AIM 1 —
Using the text on K/S artists' comments below, answer these questions:
(a) Which commenter is named first, and which is named last?
(b) What three things does one of the questions offer as possible aims for an artist to express?
(c) The final question describes a tension between drawing which two things?

It is part of a series:

Content

It includes comments by Suzan Lovett, Leslie Fish, Caren Parnes, IM Mueller, T'Guess, Liz, Shelley Butler, Linda W., Virginia S., The Southern Cross, Marilyn Cole, and Vel Jaeger.

Questions asked of the artists:

  • "What inspired you to draw K/S?"
  • "Had you seen other K/S art when you drew your first K/S picture?"
  • "Do you feel comfortable drawing erotic art?"
  • "What kind of things do you try to express in your art? Beauty? Sexiness? A good likeness?"
  • "Do you draw from your mind’s eye or do you use some kind of source material?"
  • "Were you conscious of the difficulties of reproduction which choosing a medium?"
  • "What is your favourite medium?"
  • "A lot of people feel there is a tension in artwork, between drawing the characters versus drawing the actors—how do you feel about that?"

RECORDS FOR THE EXERCISE —
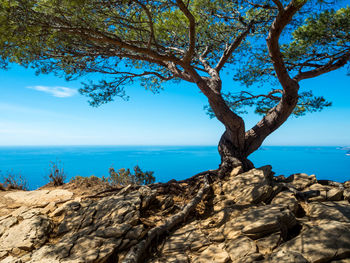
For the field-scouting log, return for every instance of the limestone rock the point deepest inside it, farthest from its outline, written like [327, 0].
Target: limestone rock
[251, 187]
[300, 181]
[326, 193]
[260, 221]
[189, 237]
[40, 198]
[286, 199]
[346, 194]
[212, 254]
[240, 247]
[267, 244]
[337, 211]
[31, 232]
[283, 256]
[321, 243]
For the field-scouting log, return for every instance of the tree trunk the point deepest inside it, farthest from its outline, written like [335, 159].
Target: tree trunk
[232, 155]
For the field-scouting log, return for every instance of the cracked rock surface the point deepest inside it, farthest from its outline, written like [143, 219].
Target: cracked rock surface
[247, 217]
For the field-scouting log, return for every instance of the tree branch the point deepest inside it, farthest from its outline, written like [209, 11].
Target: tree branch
[228, 51]
[192, 31]
[340, 62]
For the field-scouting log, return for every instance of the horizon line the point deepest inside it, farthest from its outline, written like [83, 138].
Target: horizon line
[166, 145]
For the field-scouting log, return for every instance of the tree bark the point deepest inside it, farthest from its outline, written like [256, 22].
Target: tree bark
[231, 155]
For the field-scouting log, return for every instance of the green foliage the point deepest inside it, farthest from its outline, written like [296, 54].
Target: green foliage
[57, 175]
[133, 42]
[124, 176]
[12, 181]
[239, 103]
[87, 182]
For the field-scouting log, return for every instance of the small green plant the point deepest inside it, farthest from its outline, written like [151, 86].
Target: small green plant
[88, 182]
[57, 176]
[124, 176]
[12, 181]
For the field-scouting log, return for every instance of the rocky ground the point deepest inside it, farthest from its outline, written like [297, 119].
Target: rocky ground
[245, 217]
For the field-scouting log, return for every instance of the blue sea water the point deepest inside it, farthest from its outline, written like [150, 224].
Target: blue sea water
[168, 162]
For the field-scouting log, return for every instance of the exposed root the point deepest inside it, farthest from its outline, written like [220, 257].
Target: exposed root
[137, 252]
[301, 195]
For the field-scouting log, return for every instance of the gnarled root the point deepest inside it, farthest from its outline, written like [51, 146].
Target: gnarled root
[137, 252]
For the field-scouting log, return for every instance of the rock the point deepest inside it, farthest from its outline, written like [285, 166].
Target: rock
[326, 193]
[40, 198]
[283, 256]
[267, 244]
[236, 171]
[335, 194]
[251, 187]
[286, 199]
[240, 247]
[320, 243]
[88, 230]
[260, 221]
[216, 236]
[346, 194]
[178, 257]
[147, 196]
[31, 232]
[212, 254]
[300, 181]
[337, 211]
[347, 184]
[188, 237]
[11, 259]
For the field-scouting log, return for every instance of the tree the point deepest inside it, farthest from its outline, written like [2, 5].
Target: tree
[153, 42]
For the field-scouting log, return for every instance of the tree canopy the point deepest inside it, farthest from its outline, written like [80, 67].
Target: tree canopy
[259, 43]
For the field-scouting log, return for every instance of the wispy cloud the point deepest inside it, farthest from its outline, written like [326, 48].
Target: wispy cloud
[60, 92]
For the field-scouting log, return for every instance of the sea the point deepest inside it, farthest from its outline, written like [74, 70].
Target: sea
[167, 162]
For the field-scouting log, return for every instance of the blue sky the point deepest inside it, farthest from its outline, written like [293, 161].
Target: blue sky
[47, 110]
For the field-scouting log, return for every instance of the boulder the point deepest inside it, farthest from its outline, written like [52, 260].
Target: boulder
[336, 211]
[240, 247]
[284, 256]
[251, 187]
[286, 199]
[259, 222]
[189, 237]
[326, 193]
[212, 254]
[26, 234]
[321, 243]
[300, 181]
[39, 198]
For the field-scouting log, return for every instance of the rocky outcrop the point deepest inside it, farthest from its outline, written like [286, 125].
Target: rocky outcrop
[247, 217]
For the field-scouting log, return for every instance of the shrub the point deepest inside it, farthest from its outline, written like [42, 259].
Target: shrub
[57, 176]
[91, 181]
[124, 176]
[12, 181]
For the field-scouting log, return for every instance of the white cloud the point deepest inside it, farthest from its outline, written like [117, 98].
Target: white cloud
[60, 92]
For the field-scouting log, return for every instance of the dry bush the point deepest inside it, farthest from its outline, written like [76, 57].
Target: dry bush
[12, 181]
[124, 176]
[57, 176]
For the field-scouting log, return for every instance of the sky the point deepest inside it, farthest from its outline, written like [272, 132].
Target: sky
[48, 110]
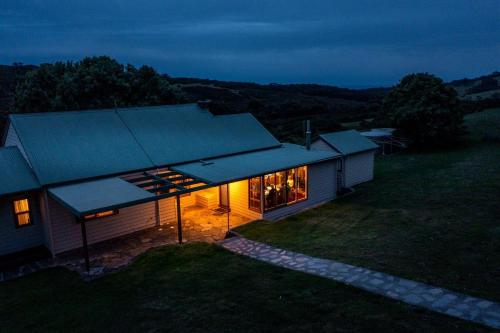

AIM 2 —
List every line of the listing above that contains the string "foliage". Case counts.

TASK OUTPUT 1 —
(a) Suzan Lovett is named first, and Vel Jaeger is named last.
(b) Beauty, sexiness, and a good likeness.
(c) Drawing the characters versus drawing the actors.

TASK OUTPUT 2 —
For the field-scouting log, return for every instance of the green foliage the point deepest inside it, farthest from its outline, written like [296, 54].
Target: green foliage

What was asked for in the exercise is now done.